TASK. Revise the rows below so that every instance of "locate" becomes "detect", leaving all other text unchanged.

********************

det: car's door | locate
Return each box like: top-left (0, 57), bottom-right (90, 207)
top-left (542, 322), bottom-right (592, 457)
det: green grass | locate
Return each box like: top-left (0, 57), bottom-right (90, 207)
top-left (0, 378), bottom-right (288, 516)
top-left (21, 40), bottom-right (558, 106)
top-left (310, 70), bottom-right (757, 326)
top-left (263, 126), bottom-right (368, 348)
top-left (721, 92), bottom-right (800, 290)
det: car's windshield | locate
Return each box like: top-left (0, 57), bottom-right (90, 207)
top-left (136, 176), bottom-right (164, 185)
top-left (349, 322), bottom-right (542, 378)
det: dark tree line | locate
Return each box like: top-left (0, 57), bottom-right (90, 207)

********************

TASK RESPONSE.
det: car's door | detect
Return each box like: top-left (0, 57), bottom-right (90, 207)
top-left (542, 322), bottom-right (592, 457)
det: green grass | detect
Return each box like: top-left (0, 57), bottom-right (90, 207)
top-left (0, 378), bottom-right (288, 516)
top-left (21, 40), bottom-right (558, 106)
top-left (310, 70), bottom-right (757, 326)
top-left (263, 126), bottom-right (368, 348)
top-left (721, 92), bottom-right (800, 290)
det: car's windshield | detect
Return each box like: top-left (0, 57), bottom-right (90, 207)
top-left (136, 176), bottom-right (164, 185)
top-left (349, 322), bottom-right (542, 378)
det: dark tree line | detect
Return each box like: top-left (0, 57), bottom-right (90, 207)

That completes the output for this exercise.